─── Text passage ───

If folks dont stop changing specs on systems with iterative stuff like this and the rumored Xbox One models they may as well switch to PC. The one major advantage of consoles to developers is standardized specs and hardware. On PC there are shitloads of different graphics cards, processors and OS concerns for developers and its hard as shit to spot and fix all that stuff.
The patching policies themselves can change things immensely. Skullgirls' PC port was a godsend because Mike released patches almost daily for what felt like two years. The constant patches fixed and updated things at such a speed that the PC version became the definitive version until 2nd Encore came out on PS4 with extra content. People have currently got their sneaking suspicions that the PS4 and Sony are the reason SFV DLC content is releasing at awkward times because they might not meet Sony's certification requirements.
 

shaowebb

Member
I see. So say if Capcom wanted to do Street Fighter V in 2D? How much harder would that be? Does 2D always tend to be more difficult than 3D or is that only because video game technology haven't caught up with the detail in films yet? I've heard from animators that it is actually easier to do 2D than 3D in a large scale production.

SFV in 2d? They could technically just export the animations as frames in either PNG or jpeg or something and then save them as sprites to do that if they wanted. Puts a helluva load at load time for all those images but works better at runtime that way. Less to process. Models take up less space than sprites but during runtime can eat more memory. Mainly due to physics, cloth effects processing deformation modifiers, and especially if you are using particle effects because they force a ton of light and shadow processing on your game. 2d you just draw that shit. Like I said...more to load, less to run.

If you mean to redraw it all from scratch then it'd still take a helluva lot and thats even with the really simple outfits of Street Fighter. Its easy to do 3d but it takes longer if you haven't got the staff to work on it. Drawing is much easier than 3d, but drawing all those frames takes forever if you dont have a large animation crew. I suppose a 2d remaster of SFV wouldn't be that bad considering they could export animations as frames to trace for poses though but thats a bit ludicrous to even speculate. This is more just answering stuff on a technical basis than any realistic "they could do it" sort of scenario because theres no reason to do it.

2D isn't always more difficult than 3d. On large scale productions where you have a LOT of animators its easier because you got the staff and there are no holdups with technology. You make it and its ready to go. Just draw and send to code. With 3d there is lots of geometry to cleanup, and fiddly stuff like I mentioned earlier involving the dramatic increase in bug fixing it can cause as well as runtime memory consumption. Thats why its easier if you got enough to work on it in 2d. You dont have to figure out a way for some machine to make something look right...you just draw it, ink it, color, and shade it and call it done. The 3d slows down most artists on animation ideas and execution. Problem is the 3d makes complex detail more doable because they only have to set it up once with those details and never have to redraw it.

To sum it up 2d is easier to animate whatever you want but slows down dramatically on high detail character designs and requires large teams. 3d has no issues with any level of complex designs but has issues with complex animations and fully mimicking 2d animations organic look and feel. Just work within the means of your staff and budget. Im a one man production crew on assets so I dont have a choice...it'd be too much to draw. I have to go 3d.

───

* _Aim A_
Answer these questions using the forum discussion about 2D and 3D animation:
(i) What does the discussion call the one major advantage of consoles to developers?
(ii) Which version of Skullgirls became the definitive one until 2nd Encore came out on PS4?
(iii) What does the discussion say takes up less space than sprites?
* _Aim B_
Reproduce the part of the forum discussion about 2D and 3D animation that opens with the words containing "SFV in 2d? They" and closes with "less to run.".
* _Aim C_
Carry on the forum discussion about 2D and 3D animation from the point where it ends.

─── Entries shown ───

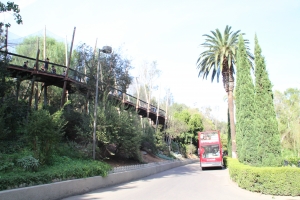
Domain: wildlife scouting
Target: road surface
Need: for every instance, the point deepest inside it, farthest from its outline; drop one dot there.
(181, 183)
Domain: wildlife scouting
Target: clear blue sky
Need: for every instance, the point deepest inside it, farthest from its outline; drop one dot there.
(170, 32)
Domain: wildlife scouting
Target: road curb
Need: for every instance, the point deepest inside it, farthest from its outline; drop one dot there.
(68, 188)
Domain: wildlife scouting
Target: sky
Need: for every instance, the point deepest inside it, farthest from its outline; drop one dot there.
(170, 32)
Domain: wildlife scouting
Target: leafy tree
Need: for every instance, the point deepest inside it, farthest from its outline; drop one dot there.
(220, 57)
(44, 132)
(14, 8)
(246, 134)
(267, 127)
(287, 111)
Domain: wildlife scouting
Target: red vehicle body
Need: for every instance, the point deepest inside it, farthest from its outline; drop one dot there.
(210, 149)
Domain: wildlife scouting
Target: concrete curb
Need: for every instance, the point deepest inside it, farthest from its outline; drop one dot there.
(65, 189)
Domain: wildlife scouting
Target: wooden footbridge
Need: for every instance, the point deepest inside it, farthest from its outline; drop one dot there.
(74, 82)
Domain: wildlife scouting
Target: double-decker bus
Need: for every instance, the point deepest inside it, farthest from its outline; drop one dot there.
(210, 149)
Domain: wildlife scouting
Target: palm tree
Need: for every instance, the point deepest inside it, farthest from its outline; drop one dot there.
(220, 57)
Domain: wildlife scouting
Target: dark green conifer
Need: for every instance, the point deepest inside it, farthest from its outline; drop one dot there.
(267, 126)
(245, 125)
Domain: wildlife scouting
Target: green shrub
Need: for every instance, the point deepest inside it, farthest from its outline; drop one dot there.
(28, 163)
(266, 180)
(64, 169)
(44, 132)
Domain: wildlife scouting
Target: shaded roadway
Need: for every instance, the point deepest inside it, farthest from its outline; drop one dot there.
(186, 182)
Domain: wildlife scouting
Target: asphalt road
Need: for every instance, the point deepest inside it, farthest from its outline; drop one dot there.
(182, 183)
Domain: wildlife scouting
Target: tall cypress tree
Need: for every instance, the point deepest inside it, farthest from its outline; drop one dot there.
(267, 126)
(245, 117)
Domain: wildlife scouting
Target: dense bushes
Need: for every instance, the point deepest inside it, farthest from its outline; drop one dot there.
(266, 180)
(64, 170)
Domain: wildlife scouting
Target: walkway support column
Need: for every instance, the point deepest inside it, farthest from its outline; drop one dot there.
(66, 76)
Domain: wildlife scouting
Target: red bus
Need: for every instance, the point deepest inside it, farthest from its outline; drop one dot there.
(210, 149)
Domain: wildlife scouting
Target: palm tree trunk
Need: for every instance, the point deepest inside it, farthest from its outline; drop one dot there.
(232, 124)
(231, 110)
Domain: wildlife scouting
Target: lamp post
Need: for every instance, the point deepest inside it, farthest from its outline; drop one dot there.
(107, 50)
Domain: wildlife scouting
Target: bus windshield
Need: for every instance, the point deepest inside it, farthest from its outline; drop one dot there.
(210, 151)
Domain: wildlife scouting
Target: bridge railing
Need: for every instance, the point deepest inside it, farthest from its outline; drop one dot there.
(18, 60)
(134, 101)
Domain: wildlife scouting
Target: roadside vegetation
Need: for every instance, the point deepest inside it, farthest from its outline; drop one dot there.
(47, 142)
(44, 142)
(265, 137)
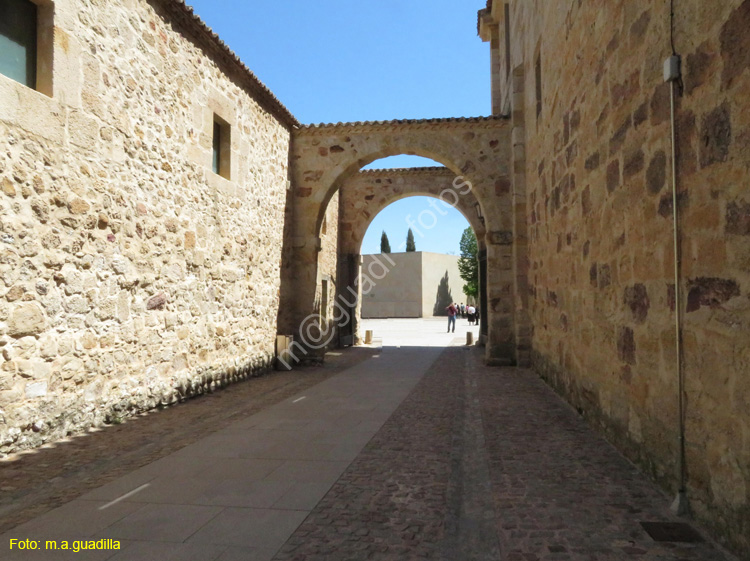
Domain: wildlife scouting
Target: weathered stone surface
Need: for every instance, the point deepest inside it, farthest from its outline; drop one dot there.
(716, 132)
(656, 175)
(735, 44)
(27, 318)
(613, 175)
(78, 206)
(99, 207)
(626, 345)
(738, 218)
(710, 292)
(636, 298)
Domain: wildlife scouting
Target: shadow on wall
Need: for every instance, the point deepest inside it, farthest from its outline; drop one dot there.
(444, 297)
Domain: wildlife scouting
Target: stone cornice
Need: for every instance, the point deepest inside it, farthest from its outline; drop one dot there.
(389, 172)
(181, 14)
(413, 124)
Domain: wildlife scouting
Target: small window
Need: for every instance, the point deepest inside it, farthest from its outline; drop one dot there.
(538, 81)
(222, 148)
(18, 42)
(507, 40)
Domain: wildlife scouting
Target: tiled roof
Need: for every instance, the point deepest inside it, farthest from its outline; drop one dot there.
(183, 14)
(426, 170)
(483, 12)
(416, 123)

───

* _Written answer A_
(i) Standardized specs and hardware.
(ii) The PC version.
(iii) Models.

* _Written answer B_
SFV in 2d? They could technically just export the animations as frames in either PNG or jpeg or something and then save them as sprites to do that if they wanted. Puts a helluva load at load time for all those images but works better at runtime that way. Less to process. Models take up less space than sprites but during runtime can eat more memory. Mainly due to physics, cloth effects processing deformation modifiers, and especially if you are using particle effects because they force a ton of light and shadow processing on your game. 2d you just draw that shit. Like I said...more to load, less to run.

* _Written answer C_
Another thing about 3d is if you wanna make a change to the model you can and you do not sacrifice your animation. 2d...you gotta redraw or recolor every frame for that stuff. This is a big feather in 3d's hat...ease of revision. Plus with DLC outfits being a popular seller these days its very very appealing to make the flip to 3d just for longterm sustainability of profits but thats more about economics...you were asking questions on the technical differences in 2d and 3d and their appeal. Business is an entirely different thing to discuss.
 
Registered for Dreamhack Austin. I registered for SF5 weeks ago under SixMachine, but today I signed up for Pokken as GuileChomp. Sadly I had to buy the 3 day passes instead of the BYOC since those were sold out. If any of you guys are going, I don't mind saying hi to you all. Even though he probably won't be eligible for the tournament, I wish I could try Guile for it.
 

Nuu

Banned
SFV in 2d? They could technically just export the animations as frames in either PNG or jpeg or something and then save them as sprites to do that if they wanted. Puts a helluva load at load time for all those images but works better at runtime that way. Less to process. Models take up less space than sprites but during runtime can eat more memory. Mainly due to physics, cloth effects processing deformation modifiers, and especially if you are using particle effects because they force a ton of light and shadow processing on your game. 2d you just draw that shit. Like I said...more to load, less to run.

If you mean to redraw it all from scratch then it'd still take a helluva lot and thats even with the really simple outfits of Street Fighter. Its easy to do 3d but it takes longer if you haven't got the staff to work on it. Drawing is much easier than 3d, but drawing all those frames takes forever if you dont have a large animation crew. I suppose a 2d remaster of SFV wouldn't be that bad considering they could export animations as frames to trace for poses though but thats a bit ludicrous to even speculate. This is more just answering stuff on a technical basis than any realistic "they could do it" sort of scenario because theres no reason to do it.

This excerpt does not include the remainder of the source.